Exercise prompt: Repeat the whole listing, keeping every word and every line intact.

Given records:
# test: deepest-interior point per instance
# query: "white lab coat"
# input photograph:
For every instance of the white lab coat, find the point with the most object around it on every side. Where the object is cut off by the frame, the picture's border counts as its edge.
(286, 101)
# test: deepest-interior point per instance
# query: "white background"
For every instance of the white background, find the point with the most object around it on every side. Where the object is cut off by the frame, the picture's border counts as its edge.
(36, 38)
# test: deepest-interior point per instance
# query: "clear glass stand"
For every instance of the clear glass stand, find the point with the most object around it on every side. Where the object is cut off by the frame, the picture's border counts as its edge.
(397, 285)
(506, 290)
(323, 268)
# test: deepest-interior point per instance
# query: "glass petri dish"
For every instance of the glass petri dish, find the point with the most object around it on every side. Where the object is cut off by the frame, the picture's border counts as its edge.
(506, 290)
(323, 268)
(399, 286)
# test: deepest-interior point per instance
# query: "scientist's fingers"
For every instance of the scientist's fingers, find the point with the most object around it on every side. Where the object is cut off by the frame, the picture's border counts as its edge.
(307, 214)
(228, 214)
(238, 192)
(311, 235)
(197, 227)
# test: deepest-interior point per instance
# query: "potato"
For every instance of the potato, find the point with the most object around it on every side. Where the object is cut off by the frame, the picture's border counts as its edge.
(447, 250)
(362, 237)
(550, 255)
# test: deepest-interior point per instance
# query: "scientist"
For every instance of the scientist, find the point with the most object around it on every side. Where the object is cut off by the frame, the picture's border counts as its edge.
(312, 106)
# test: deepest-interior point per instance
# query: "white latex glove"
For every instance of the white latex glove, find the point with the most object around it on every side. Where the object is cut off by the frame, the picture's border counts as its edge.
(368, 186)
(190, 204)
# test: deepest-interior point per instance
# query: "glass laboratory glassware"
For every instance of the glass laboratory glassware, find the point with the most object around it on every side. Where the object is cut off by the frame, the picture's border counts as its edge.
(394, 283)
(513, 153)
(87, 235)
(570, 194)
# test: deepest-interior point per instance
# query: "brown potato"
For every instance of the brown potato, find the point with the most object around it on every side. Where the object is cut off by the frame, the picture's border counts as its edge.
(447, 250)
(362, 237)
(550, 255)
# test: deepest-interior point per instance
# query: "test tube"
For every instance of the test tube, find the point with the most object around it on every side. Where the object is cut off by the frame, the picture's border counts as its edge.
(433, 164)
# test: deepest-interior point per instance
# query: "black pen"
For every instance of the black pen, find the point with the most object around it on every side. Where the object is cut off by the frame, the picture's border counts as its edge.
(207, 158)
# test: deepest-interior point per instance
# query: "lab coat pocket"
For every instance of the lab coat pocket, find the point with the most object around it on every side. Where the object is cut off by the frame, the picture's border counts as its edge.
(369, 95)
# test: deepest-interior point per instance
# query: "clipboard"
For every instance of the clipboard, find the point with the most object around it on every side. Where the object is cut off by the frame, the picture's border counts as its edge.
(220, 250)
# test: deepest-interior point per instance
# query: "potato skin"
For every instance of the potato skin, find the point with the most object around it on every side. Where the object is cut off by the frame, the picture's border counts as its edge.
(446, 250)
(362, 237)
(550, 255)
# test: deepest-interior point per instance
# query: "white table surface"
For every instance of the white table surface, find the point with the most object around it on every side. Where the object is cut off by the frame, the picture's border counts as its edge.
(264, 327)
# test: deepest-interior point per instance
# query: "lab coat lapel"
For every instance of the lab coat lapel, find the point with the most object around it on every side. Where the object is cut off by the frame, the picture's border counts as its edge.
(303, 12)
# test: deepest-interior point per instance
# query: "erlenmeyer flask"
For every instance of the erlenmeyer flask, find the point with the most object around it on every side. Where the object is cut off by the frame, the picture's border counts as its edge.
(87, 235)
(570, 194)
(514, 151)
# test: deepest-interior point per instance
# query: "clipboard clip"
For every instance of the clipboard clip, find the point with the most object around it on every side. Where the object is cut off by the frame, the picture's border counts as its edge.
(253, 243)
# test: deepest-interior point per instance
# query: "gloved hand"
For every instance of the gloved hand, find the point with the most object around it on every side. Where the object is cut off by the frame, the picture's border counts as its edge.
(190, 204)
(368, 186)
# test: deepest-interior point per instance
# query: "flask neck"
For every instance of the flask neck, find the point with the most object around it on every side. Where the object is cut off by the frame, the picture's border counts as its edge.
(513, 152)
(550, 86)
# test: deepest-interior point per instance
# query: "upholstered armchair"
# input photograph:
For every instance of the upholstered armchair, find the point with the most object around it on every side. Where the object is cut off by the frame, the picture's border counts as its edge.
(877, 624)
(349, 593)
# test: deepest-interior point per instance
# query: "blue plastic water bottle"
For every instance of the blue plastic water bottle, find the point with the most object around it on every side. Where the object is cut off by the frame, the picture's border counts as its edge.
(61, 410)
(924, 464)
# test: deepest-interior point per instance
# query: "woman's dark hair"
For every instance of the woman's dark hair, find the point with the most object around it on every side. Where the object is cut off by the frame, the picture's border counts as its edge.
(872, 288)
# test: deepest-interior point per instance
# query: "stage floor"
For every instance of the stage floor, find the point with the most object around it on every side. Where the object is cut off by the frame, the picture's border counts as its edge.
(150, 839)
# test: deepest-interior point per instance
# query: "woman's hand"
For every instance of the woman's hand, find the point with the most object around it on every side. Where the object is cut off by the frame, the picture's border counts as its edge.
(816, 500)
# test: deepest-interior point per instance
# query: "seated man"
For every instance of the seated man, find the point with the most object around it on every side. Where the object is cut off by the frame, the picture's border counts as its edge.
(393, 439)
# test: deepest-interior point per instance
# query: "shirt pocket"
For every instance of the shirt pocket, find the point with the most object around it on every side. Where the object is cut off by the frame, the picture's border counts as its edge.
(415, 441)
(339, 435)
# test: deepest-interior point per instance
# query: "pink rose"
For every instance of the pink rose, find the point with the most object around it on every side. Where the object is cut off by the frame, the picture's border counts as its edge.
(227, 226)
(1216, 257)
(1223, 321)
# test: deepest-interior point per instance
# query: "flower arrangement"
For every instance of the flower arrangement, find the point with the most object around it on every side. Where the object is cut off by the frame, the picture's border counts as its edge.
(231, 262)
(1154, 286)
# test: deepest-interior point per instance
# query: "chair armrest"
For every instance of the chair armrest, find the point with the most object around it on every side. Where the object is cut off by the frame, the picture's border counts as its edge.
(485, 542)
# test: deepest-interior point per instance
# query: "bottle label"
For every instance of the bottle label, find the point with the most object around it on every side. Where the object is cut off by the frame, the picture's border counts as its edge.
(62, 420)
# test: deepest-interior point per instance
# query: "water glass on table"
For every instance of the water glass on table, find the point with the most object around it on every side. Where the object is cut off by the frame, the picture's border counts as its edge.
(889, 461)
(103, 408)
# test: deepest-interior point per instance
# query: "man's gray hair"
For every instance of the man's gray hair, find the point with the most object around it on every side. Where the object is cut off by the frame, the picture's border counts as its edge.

Completed exercise:
# test: deepest-interior point per instance
# query: "white lab coat"
# input photograph:
For every instance of the white lab coat, find the point with the most object around it on every side. Where the object is cut off by the frame, the picture's border counts as its edge.
(286, 101)
# test: deepest-interior point per instance
# query: "white background"
For every instance of the white background, find the point with the most object around it on every side. Where the object is cut off by the frame, the picture's border counts as its edge.
(36, 38)
# test: deepest-interior point per instance
# query: "clear glass stand"
For every instance of the clear glass stand, find the point with the most object around it on every side. Where the object is cut off by the frame, the picture's border counts as its edge.
(397, 285)
(506, 290)
(323, 268)
# test: deepest-interior point per instance
# query: "glass petri dish"
For every instance of the glass petri dish, find the point with the most object around it on every side. Where the object is cut off by the frame, the picture's border counts as its edge.
(506, 290)
(323, 268)
(399, 286)
# test: deepest-interior point per instance
# query: "scientist's fingers"
For every instance of the scientist's fingers, find the point with the most object around it on every side. Where the object is cut off by the frame, the picture's border counts as its edge.
(307, 214)
(228, 214)
(238, 192)
(311, 235)
(197, 227)
# test: deepest-interior point per instance
# query: "potato"
For every instance of the potato, find the point with the most object around it on every side. Where the object is cut off by the frame, the picture's border counts as its edge.
(447, 250)
(362, 237)
(550, 255)
# test: deepest-interior point per instance
# query: "scientist"
For every instance of the scientist, find the point with the most object around it on every side. Where the object is cut off by the frame, the picture's border counts as its edge.
(312, 106)
# test: deepest-interior point per instance
# query: "white latex glove"
For every instance of the white latex glove, find the point with the most object around it on every side. Where the object is cut off by the frame, the picture's border counts as its edge.
(368, 186)
(190, 204)
# test: deepest-interior point per instance
# query: "glass laboratory glassware"
For every instance of the glass laboratory glassware, find the point with the most object around it on every side. Where the object is cut off by the frame, the picture's border counts as its edge.
(394, 283)
(513, 153)
(87, 235)
(570, 194)
# test: deepest-interior point per instance
# query: "brown potato"
For every instance of the brown potato, find the point with the most object around it on every side. Where the object is cut off by the frame, the picture's border counts as its edge.
(447, 250)
(362, 237)
(550, 255)
# test: deepest-interior point per instance
# query: "test tube"
For every instance of the test tube, find the point with the most object around it on every side. Where the object is cut off by the frame, the picture's border counts as its edge.
(433, 164)
# test: deepest-interior point per instance
# query: "black pen"
For every instance of the black pen, find the point with the most object around it on every side. Where the object is cut off by the frame, the picture's border counts as its edge.
(207, 158)
# test: deepest-interior point per instance
# query: "lab coat pocket"
For every instance of the lab coat pocket, find the point with the most object around it on every side. Where the object is cut off by the frame, the picture's border counts as its edge.
(369, 95)
# test: deepest-interior point per instance
# query: "clipboard"
For every instance of the clipboard, find the point with the most object around it on every side. Where the object is cut off by the frame, the picture's border counts as its edge.
(220, 250)
# test: deepest-interior point per instance
# query: "potato skin"
For every instance of the potato skin, find the point with the most object around it on every side. Where the object is cut off by the frame, the picture's border counts as its edge.
(446, 250)
(362, 237)
(550, 255)
# test: deepest-interior point per instance
# query: "white table surface"
For every instance of the white table surface, find the point with the most object around it on every side. Where the object is cut off by the frame, the picture's border counts as its edge.
(264, 327)
# test: deepest-interior point per instance
# query: "lab coat lapel"
For every instance of the lab coat lapel, find the point with the most object around it on every side. Where the object is cut off by the frame, the picture's border counts as its edge.
(303, 12)
# test: deepest-interior point per instance
# query: "erlenmeyer flask"
For every instance of the erlenmeyer flask, find the point with the most object around it on every side. Where the object is cut off by the frame, the picture's border counts as its edge.
(87, 235)
(570, 194)
(514, 151)
# test: deepest-interior point per instance
# query: "clipboard clip"
For every instance of the clipboard clip, find the point with the most object around it on every side. Where the object is cut off by the frame, the picture's border counts as its edge.
(253, 243)
# test: deepest-interior point per instance
# query: "gloved hand"
For every instance of the gloved hand, find the point with the most object around it on every side. Where the object is cut off by the frame, the picture's border counts as its edge.
(190, 204)
(368, 186)
# test: deepest-interior point per instance
# query: "flask neck"
For every instance of the flask neck, find the point with the most object around it on every side. Where the object is cut off by the frame, the picture's border counts as its edge.
(513, 152)
(550, 86)
# test: deepest-interior point per instance
# query: "upholstered armchair"
# input photograph:
For every instance of the upholstered armchair, find the point with the most object around it on every side. Where the object is cut off by the frame, the picture's border counts as its edge.
(877, 624)
(349, 593)
# test: deepest-interior point per instance
# query: "blue plastic water bottle"
For every instance of the blue plastic water bottle, find the point with the most object around it on every side. Where the object is cut off by the frame, the picture's border counts as its edge.
(61, 410)
(924, 464)
# test: deepest-interior point per instance
# query: "woman's dark hair"
For every instance of the woman's dark hair, find the point with the most object around it on every side. Where the object is cut off by the frame, the picture's border counts as its edge.
(872, 288)
# test: deepest-interior point per instance
# query: "stage floor"
For every instance of the stage floor, find the point with the most object around it on every side. Where the object is cut off by the frame, the picture's border counts as its edge.
(150, 839)
# test: deepest-interior point per instance
# query: "woman's hand"
For every instance of the woman's hand, find the point with the most object around it on every side. Where the object is cut off by the frame, the picture's border counts as its edge.
(816, 500)
# test: deepest-interior point per instance
# query: "seated man"
For every instance of the seated man, find the point with the most object around it on every side. Where the object is cut off by the frame, the picture's border counts as its edge.
(393, 439)
# test: deepest-interior point per instance
# query: "shirt pocket"
For every instance of the shirt pocket, find the point with the most object around it on every side. Where the object is cut off by the frame, the picture's border counts as its edge.
(415, 441)
(339, 435)
# test: deepest-interior point per instance
# query: "pink rose"
For every instance of the pink rose, find the point with the most object around it on every side. Where the object is cut off by the frame, the picture's border counts as its edge.
(227, 226)
(1216, 257)
(1223, 321)
# test: deepest-interior point per instance
# query: "flower arrangement"
For every instance of the flower arrangement, find the point with the most object around it on every side. Where the object is cut off by the frame, the picture's border counts as its edge.
(231, 262)
(1154, 286)
# test: deepest-interior point per instance
# query: "chair armrest"
For every instance of the chair armrest, find the point with the most object around it on every side. Where the object is cut off by the frame, the picture's border counts as its edge.
(485, 542)
# test: deepest-interior point per instance
# query: "bottle label"
For every instance of the bottle label, find the point with the most object around it on every side. Where the object is cut off by the frame, the picture's border counts as its edge.
(62, 420)
# test: deepest-interior point per instance
# query: "water glass on table"
For every instance of the water glass on table, find the point with the most object around it on every side. Where the object is cut off by the frame, the picture's border counts as its edge.
(889, 461)
(103, 408)
# test: deepest-interior point per instance
# query: "man's gray hair"
For every instance of the man's gray hair, find the point with the most object around it on every side. Where the object is cut off by the frame, the picture's border counts as its edge.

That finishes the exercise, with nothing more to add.